CONJUNTO DE TAREFAS:
[1] No texto sobre a carta do governador Anthony Garotinho, a quem o governador telefonou para mandar examinar os atos administrativos de Luiz Eduardo Soares?
[2] Dê continuidade ao texto sobre a carta do governador Anthony Garotinho, começando logo depois da última frase apresentada.

TEXTO APRESENTADO:

====================

Ocupo-me, por dever de ofício,
de uma carta do governador Anthony Garotinho, mandada também, mesmo que possa haver outros motivos, por dever de ofício.
Sua causa foi o artigo de domingo, "Uma imagem ao avesso", do
qual o governador se ocupa com
objetividade de apenas dois trechos. O restante são considerações
à margem ou alheias ao artigo.
À afirmação de que papéis assinados por Luiz Eduardo Soares
são agora esmiuçados, à cata de
algum equívoco com que o desmoralizar, Anthony Garotinho
opõe esta frase: "Gostaria de esclarecer-lhe que não há nenhuma
investigação com a intenção de
desmoralizar o Luiz Eduardo".
O noticiário não contestado pelo governador incluiu sua ordem
para que os papéis fossem examinados. Com mais precisão, foi na
manhã da segunda-feira seguinte
a declarações de Luiz Eduardo
Soares, feitas no "Fantástico", que
Anthony Garotinho telefonou ao
secretário da Segurança, coronel
Josias Quintal, mandando examinar todos os atos administrativos
de Luiz Eduardo, nos 15 meses em
que esteve no governo. E, mais,
mandando esmiuçar a relação
desse ex-coordenador com o episódio de que são personagens o
documentarista João Moreira Salles e o traficante Marcinho VP. Se
o serviço de recortes do Palácio
Guanabara não tem tais registros,
disponha aqui da coluna ou da
Folha.

====================

(Registros de apontamento)
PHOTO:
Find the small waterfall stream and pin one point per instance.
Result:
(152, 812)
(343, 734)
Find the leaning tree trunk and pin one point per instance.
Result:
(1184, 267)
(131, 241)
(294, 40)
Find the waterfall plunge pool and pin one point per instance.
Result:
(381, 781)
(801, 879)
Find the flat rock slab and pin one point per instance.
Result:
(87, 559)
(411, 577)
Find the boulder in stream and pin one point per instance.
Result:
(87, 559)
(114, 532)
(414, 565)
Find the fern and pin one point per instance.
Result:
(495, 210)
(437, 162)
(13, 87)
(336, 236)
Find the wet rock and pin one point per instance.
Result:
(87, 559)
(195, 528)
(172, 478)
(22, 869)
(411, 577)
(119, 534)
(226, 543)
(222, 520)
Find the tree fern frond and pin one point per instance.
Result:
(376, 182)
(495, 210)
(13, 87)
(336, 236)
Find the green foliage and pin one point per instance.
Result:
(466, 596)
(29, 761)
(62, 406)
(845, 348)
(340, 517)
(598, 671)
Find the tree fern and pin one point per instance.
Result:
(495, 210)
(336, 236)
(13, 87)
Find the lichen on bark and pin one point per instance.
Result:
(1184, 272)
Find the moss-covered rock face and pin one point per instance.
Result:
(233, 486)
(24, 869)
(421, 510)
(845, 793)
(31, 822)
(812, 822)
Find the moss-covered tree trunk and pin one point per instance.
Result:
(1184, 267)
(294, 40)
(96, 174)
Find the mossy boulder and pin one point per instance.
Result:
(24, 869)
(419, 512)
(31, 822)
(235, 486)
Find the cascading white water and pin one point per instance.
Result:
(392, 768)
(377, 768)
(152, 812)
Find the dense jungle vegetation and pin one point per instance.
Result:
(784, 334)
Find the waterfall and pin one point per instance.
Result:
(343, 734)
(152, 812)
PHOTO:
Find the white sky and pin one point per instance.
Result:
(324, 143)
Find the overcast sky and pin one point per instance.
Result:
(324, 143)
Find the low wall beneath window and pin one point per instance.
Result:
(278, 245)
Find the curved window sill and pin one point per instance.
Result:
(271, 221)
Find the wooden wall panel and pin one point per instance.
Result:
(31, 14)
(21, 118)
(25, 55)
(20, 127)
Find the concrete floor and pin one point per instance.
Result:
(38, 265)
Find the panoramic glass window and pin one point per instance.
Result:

====================

RESULTADOS DO EXERCÍCIO:
[1] Ao secretário da Segurança, coronel Josias Quintal.

[2]
Outra vez Anthony Garotinho,
agora em referência que só pode
ser a artigo anterior: "Devo dizer-lhe que os nomes da banda podre
citados por ele (Luiz Eduardo) foram encaminhados em documento oficial, por mim, ao Ministério
Público". Devo dizer que a primeira explicação de Anthony Garotinho, em seguida ao afastamento do formulador e coordenador da pretensa reforma da polícia, foi a "quebra da hierarquia",
quando Luiz Eduardo "entregou
ao Ministério Público (e à imprensa) coisas que o governador
ainda não sabia". Depois Anthony Garotinho apresentou outras versões, e continua a fazê-lo,
mas a primeira continua registrada e é a menos distante do verossímil.
A observação seguinte do governador diz respeito a esta frase do
artigo: "ameaça e demite os denunciantes e protege os acusados
e os suspeitos". Anthony Garotinho é claro e firme: "Não demiti
nenhum denunciante e nem protegi acusados".
Diante de toda a crise em que o
governo fluminense entrou, será
preciso lembrar que o seu início se
deu quando Anthony Garotinho
demitiu o coordenador da Secretaria da Segurança, Luiz Eduardo
Soares? Então, vale a pena lembrar também como o fez: reproduzindo, para os repórteres convocados a isso, a gravação clandestina
do telefonema em que comunicou
a demissão a Luiz Eduardo. A forma da demissão foi ainda mais
antiética porque, da parte do demitido, era um telefonema generoso e compreensivo.
Anthony Garotinho demitiu, na
semana passada, o presidente da
estatal de processamento de dados, Sérgio Rosa, por denunciar
contratações de empresas sem licitação, feitas sob pressões originadas no gabinete do governador.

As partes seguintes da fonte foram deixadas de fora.